## YOUR TASK
Reproduce the records below, replacing every occurrence of "single dot" with "single marker" and changing nothing else. Omit the pictures from the output.

## SUPPLIED RECORDS

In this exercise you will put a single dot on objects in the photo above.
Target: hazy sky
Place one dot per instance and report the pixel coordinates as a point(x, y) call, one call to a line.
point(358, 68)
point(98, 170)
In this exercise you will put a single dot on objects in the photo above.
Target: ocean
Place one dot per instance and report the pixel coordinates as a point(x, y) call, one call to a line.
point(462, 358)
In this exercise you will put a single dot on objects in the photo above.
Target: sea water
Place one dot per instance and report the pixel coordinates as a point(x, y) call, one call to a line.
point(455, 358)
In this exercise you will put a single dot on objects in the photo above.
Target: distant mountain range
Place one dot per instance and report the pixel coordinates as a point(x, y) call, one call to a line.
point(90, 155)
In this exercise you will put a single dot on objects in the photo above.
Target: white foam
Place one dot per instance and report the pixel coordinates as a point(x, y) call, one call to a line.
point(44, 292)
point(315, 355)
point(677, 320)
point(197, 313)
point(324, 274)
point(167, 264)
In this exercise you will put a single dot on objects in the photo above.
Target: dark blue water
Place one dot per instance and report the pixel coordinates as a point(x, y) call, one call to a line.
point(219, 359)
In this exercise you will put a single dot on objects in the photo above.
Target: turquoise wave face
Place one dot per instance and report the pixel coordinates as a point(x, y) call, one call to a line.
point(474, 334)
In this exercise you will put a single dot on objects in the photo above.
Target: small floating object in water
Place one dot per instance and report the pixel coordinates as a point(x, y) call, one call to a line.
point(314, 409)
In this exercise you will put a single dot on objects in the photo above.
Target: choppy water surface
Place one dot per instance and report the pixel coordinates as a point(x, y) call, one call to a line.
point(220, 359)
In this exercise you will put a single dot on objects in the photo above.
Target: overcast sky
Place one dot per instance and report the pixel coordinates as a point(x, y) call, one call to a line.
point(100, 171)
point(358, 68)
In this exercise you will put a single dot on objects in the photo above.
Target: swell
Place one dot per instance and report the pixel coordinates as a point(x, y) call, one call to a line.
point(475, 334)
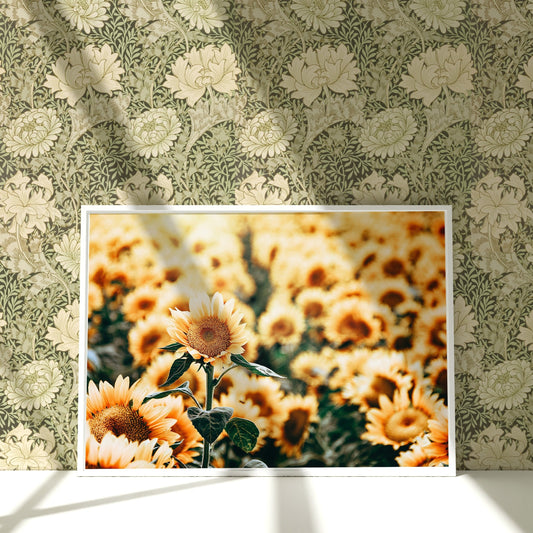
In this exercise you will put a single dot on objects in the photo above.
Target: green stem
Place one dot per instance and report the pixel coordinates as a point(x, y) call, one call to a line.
point(217, 381)
point(208, 405)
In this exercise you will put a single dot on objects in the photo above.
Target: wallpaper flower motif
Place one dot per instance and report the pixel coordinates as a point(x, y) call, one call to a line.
point(248, 102)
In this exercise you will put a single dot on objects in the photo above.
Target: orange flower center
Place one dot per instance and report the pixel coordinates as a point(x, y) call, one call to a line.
point(210, 336)
point(392, 298)
point(313, 309)
point(393, 267)
point(282, 328)
point(294, 428)
point(317, 277)
point(354, 328)
point(265, 409)
point(379, 386)
point(120, 420)
point(405, 425)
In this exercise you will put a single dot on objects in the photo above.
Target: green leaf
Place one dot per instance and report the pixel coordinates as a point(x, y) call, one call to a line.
point(260, 370)
point(243, 433)
point(182, 389)
point(255, 463)
point(178, 368)
point(209, 424)
point(171, 347)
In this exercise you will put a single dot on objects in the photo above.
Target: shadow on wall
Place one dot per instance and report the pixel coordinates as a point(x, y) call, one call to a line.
point(512, 492)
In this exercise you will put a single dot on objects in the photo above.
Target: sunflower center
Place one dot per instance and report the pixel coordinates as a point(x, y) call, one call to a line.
point(317, 277)
point(282, 328)
point(405, 425)
point(438, 334)
point(379, 386)
point(120, 420)
point(392, 298)
point(259, 399)
point(313, 309)
point(210, 336)
point(294, 428)
point(150, 341)
point(394, 267)
point(353, 328)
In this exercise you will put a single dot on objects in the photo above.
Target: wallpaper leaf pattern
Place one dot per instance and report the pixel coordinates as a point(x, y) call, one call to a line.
point(266, 102)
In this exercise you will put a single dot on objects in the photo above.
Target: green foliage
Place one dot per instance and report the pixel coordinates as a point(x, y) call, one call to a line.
point(260, 370)
point(182, 389)
point(243, 433)
point(209, 424)
point(255, 463)
point(178, 368)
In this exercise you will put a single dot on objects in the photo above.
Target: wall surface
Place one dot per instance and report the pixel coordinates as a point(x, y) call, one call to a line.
point(266, 101)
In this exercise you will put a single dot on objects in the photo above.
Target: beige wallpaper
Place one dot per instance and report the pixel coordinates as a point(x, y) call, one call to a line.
point(266, 101)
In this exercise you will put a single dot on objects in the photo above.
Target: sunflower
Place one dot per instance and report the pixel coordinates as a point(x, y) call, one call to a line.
point(314, 303)
point(438, 228)
point(157, 372)
point(151, 454)
point(265, 247)
point(414, 456)
point(251, 348)
point(346, 364)
point(391, 262)
point(95, 298)
point(437, 449)
point(401, 420)
point(281, 323)
point(119, 409)
point(263, 392)
point(438, 375)
point(248, 410)
point(119, 452)
point(300, 412)
point(210, 331)
point(349, 289)
point(190, 439)
point(395, 294)
point(352, 320)
point(312, 368)
point(232, 278)
point(429, 334)
point(147, 338)
point(111, 452)
point(140, 302)
point(383, 373)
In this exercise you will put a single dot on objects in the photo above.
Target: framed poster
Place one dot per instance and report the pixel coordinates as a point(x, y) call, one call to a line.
point(286, 341)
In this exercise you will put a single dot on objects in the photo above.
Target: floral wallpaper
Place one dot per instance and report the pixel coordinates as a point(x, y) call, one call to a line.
point(266, 102)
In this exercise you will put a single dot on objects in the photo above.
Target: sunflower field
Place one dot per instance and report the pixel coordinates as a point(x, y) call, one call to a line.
point(324, 331)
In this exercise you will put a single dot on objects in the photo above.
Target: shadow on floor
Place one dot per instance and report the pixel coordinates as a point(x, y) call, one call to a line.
point(512, 492)
point(29, 507)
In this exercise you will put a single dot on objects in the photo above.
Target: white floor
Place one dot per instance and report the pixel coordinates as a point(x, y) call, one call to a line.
point(499, 502)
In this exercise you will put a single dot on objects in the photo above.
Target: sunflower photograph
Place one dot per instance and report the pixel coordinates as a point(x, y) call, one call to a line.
point(288, 340)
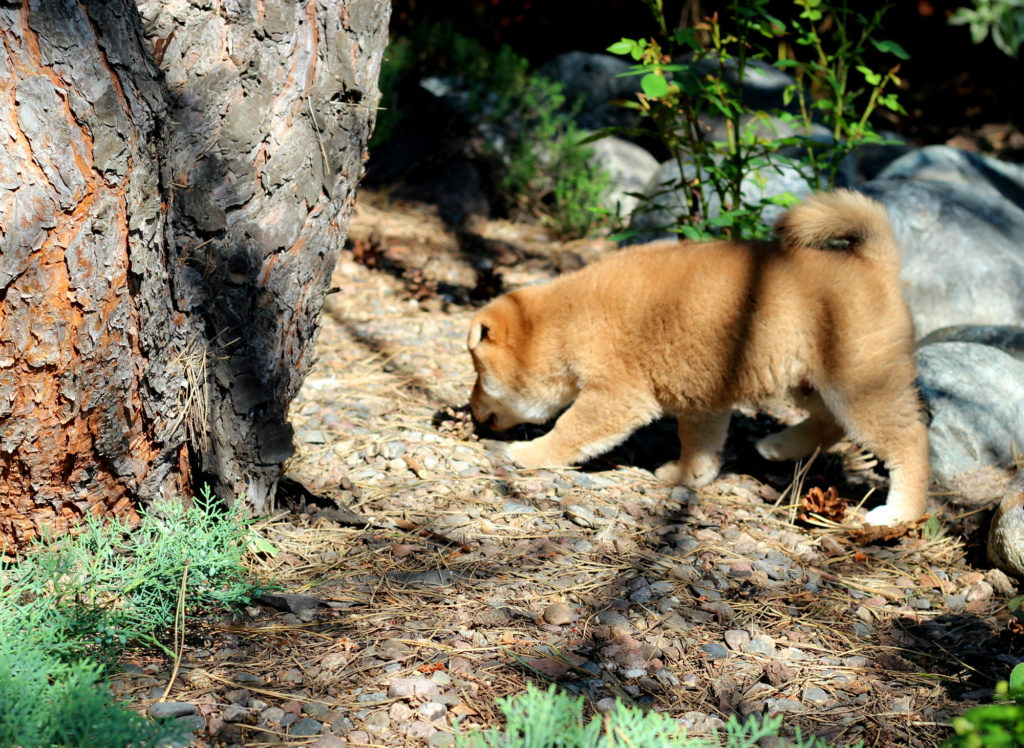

## EXERCISE SOLUTION
In this exercise you will put a single marker on objects in the photo above.
Target: hazy sky
Place one dot per instance and report the pixel coordinates as a point(x, y) call, one call to a line.
point(358, 68)
point(98, 170)
In this exercise you will put a single marker on objects in the photo above.
Target: ocean
Place one dot per instance and report the pixel coordinates as a point(x, y) call, one call to a line.
point(462, 358)
In this exercise you will put a single marker on objects in the photo above.
Target: sea water
Place one dot per instance and report the pixel coordinates as a point(x, y) call, one call to a line.
point(455, 358)
In this exercise you will put a single marker on objects in the photo above.
Target: distant mountain range
Place one dot per instance and report the pixel coordinates as a point(x, y) call, one call to a line.
point(90, 155)
In this exercise you will put a single marker on objects in the photo above.
Target: white foam
Place one dot per instance and report the pixel coordinates as a point(x, y) call, one call to a line.
point(44, 292)
point(315, 355)
point(677, 320)
point(197, 313)
point(324, 274)
point(167, 264)
In this exercise you will put a single marker on objects in the photo above.
Target: dark blue water
Place one dot per instance and report the pixel coordinates as a point(x, y) call, one call to a line.
point(219, 359)
In this exercise you will put a single marker on objects in the photo above.
Target: turquoise wave face
Place one dot per instance and report the pixel coordinates as a point(x, y) call, one call to a line.
point(474, 334)
In this exercise you will put a single marker on objects in the photo above.
Target: small floating object in water
Place one dot per instance and report the pixel coordinates as a point(x, y) call, one call to a line.
point(314, 409)
In this exercise you will put a single marker on objects in the photo above.
Target: choppy water surface
Place one dot per instance and report the pixel coordinates as a point(x, y) call, one call to a line.
point(220, 359)
In this exercise you will put a single marker on objects in the photo above.
Target: overcast sky
Place one dot per instance and report the pixel coordinates as a point(x, y) call, one call to a line.
point(100, 171)
point(358, 68)
In this exercise you will put a single marker on objects in the photo above.
Target: swell
Place one dot per instance and report the pixel coordinates as a point(x, y) call, one call to a line.
point(475, 334)
In this exercise you will put a single marker on objects in the photo above.
Target: green stem
Place one dot per instance and report the pixel coordinates as a point(x, y) call, one call to a line.
point(217, 381)
point(208, 405)
In this exercise you will put a single marker on objects in the photo above.
Target: wallpaper flower motif
Place one dot per instance and report the pixel coordinates as a point(x, y) call, one call to a line.
point(248, 102)
In this exercise you will put a single marker on objects in the photo above.
Target: orange flower center
Place one dot per instance and report the pixel coordinates as a point(x, y) call, one call to a line.
point(210, 336)
point(392, 298)
point(313, 309)
point(393, 267)
point(282, 328)
point(294, 428)
point(317, 277)
point(354, 328)
point(265, 409)
point(379, 386)
point(120, 420)
point(405, 425)
In this exercise you will put a single marker on objects in the photo above.
Target: green leaf
Place one dot per instance and report the pixel coordinates as a point(x, y) call, one call to a line.
point(260, 370)
point(243, 433)
point(182, 389)
point(255, 463)
point(178, 368)
point(209, 424)
point(171, 347)
In this exercise you will put a single marker on objects in the photo above.
Target: shadow on wall
Place one dot per instance and report the pixel coordinates as a point(x, y) call, one call to a line.
point(512, 492)
In this exercise you will put a single marker on objects in the photo above.
Target: sunflower center
Place one dot per instance and report the pixel coordinates as a point(x, y) call, one call to a line.
point(317, 277)
point(282, 328)
point(405, 425)
point(438, 334)
point(379, 386)
point(120, 420)
point(392, 298)
point(259, 399)
point(313, 309)
point(210, 336)
point(294, 428)
point(150, 341)
point(394, 267)
point(353, 328)
In this exercise you will put a single marker on objects in the photo above.
Target: wallpaper leaf pattern
Place one dot per instance and report the pixel coordinates as a point(x, y) call, one call to a line.
point(266, 102)
In this exercise you will put a single marker on objects in the photo above.
Target: green foliage
Place one dot per instance and report the pixel coordinates as a point(x, y) call, one call to a line.
point(260, 370)
point(182, 389)
point(243, 433)
point(209, 424)
point(255, 463)
point(178, 368)
In this exercise you will put a single marker on objects in the photo above.
Target: wall surface
Place one dot per instance and report the pixel coordinates as a point(x, y) call, one call to a line.
point(266, 101)
In this exercise you will put a single marker on objects in the photo above.
Target: beige wallpaper
Place one dot per instance and report the pixel coordinates as a point(x, y) call, one call to a line.
point(266, 101)
In this exercise you will put a single marker on objects in the photo above.
Target: sunflower
Place one dot per instance and report the pixel coordinates as a point(x, y) call, one call to a line.
point(314, 303)
point(438, 228)
point(157, 372)
point(151, 454)
point(265, 247)
point(414, 456)
point(251, 348)
point(346, 364)
point(391, 262)
point(95, 298)
point(437, 449)
point(401, 420)
point(281, 323)
point(119, 409)
point(263, 392)
point(438, 375)
point(248, 410)
point(119, 452)
point(300, 412)
point(210, 331)
point(349, 289)
point(190, 439)
point(395, 294)
point(352, 320)
point(312, 368)
point(232, 278)
point(429, 334)
point(147, 338)
point(111, 452)
point(140, 302)
point(383, 373)
In this exercise you will put a single marker on objects in the photo above.
Target: framed poster
Place one dot per instance and report the pixel coordinates as a point(x, y) call, one call to a line.
point(286, 341)
In this exercise you will put a single marker on objects in the photo above.
Target: floral wallpaper
Place one dot per instance and report the pixel coordinates as a point(x, y) call, one call to a line.
point(266, 102)
In this exercise you will put a single marker on objects in the photo above.
Target: sunflower field
Place one dot per instance and report the pixel coordinates as a point(x, y) call, one call to a line.
point(324, 331)
In this exercise you will put a single marker on objects in the photo above.
Target: shadow on floor
Place one dot per instance and report the pixel coordinates as a point(x, y) call, one call to a line.
point(512, 492)
point(29, 507)
In this exercise you will put a single marker on objects in the photo above.
Target: white floor
Place one dot per instance and report the pixel coordinates as a point(x, y) call, one call to a line.
point(499, 502)
In this exercise you will put a single marker on objects in the photo above.
Target: sunflower photograph
Place one dot per instance and report the pixel coordinates as a point(x, y) call, one call to a line.
point(288, 340)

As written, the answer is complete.